[Items listed in a dataset]
## BEGIN
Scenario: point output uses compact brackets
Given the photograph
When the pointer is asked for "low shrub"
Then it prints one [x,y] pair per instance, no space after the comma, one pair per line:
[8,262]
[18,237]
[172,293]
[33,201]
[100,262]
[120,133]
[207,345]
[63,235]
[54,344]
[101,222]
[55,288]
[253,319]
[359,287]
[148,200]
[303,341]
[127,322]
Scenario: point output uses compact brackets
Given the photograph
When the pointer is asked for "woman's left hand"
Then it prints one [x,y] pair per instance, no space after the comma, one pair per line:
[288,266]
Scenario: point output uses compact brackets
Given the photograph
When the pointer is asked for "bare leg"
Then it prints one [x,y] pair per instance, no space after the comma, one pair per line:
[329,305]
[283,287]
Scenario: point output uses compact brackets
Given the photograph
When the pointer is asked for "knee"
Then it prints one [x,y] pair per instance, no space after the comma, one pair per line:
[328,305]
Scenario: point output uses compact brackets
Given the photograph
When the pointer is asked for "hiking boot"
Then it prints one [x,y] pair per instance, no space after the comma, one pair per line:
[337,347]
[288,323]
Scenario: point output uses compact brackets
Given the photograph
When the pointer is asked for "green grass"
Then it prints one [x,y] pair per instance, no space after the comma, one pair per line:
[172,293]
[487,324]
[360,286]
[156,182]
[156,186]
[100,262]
## END
• **WHAT NEEDS TO BE DONE**: Copy all the rows above verbatim.

• **TASK RESPONSE**:
Scenario: point output uses compact brackets
Given the photograph
When the pointer is asked for "low shrub"
Then it prints one [x,y] pair per instance, no space after the comma, one pair per line:
[8,262]
[18,237]
[172,293]
[33,201]
[100,262]
[120,133]
[207,345]
[63,235]
[54,344]
[101,222]
[55,288]
[253,319]
[359,287]
[148,200]
[303,341]
[127,322]
Scenario: point output uses compact brackets
Given the photograph
When the pointer is asked for "woman's left hand"
Then it prints one [x,y] pair per instance, no space after the comma, one pair per line:
[288,266]
Scenario: point output uses compact brackets
Given the photograph
When the pointer is asked for "bare leg"
Then it prints one [x,y] pair per instance, no space after the comma, one pair per line:
[329,305]
[283,287]
Scenario: point output uses compact brackets
Given the photograph
When the pointer is asked for "knee"
Then it prints one [x,y] pair per instance, no space after the comma, one pair per line:
[328,305]
Scenario: point output uses compact brackets
Given the photograph
When the pointer is asked for "hiking boot"
Then it prints one [x,y] pair per instance, no space after the comma, one pair per line:
[337,347]
[288,323]
Scenario: point output uses compact brackets
Given the photograph
When the pointer is asked for "green grass"
Then it prints one [x,y] pair per instance, no space after the comma, one pair per line:
[172,293]
[487,324]
[360,286]
[156,182]
[156,186]
[100,262]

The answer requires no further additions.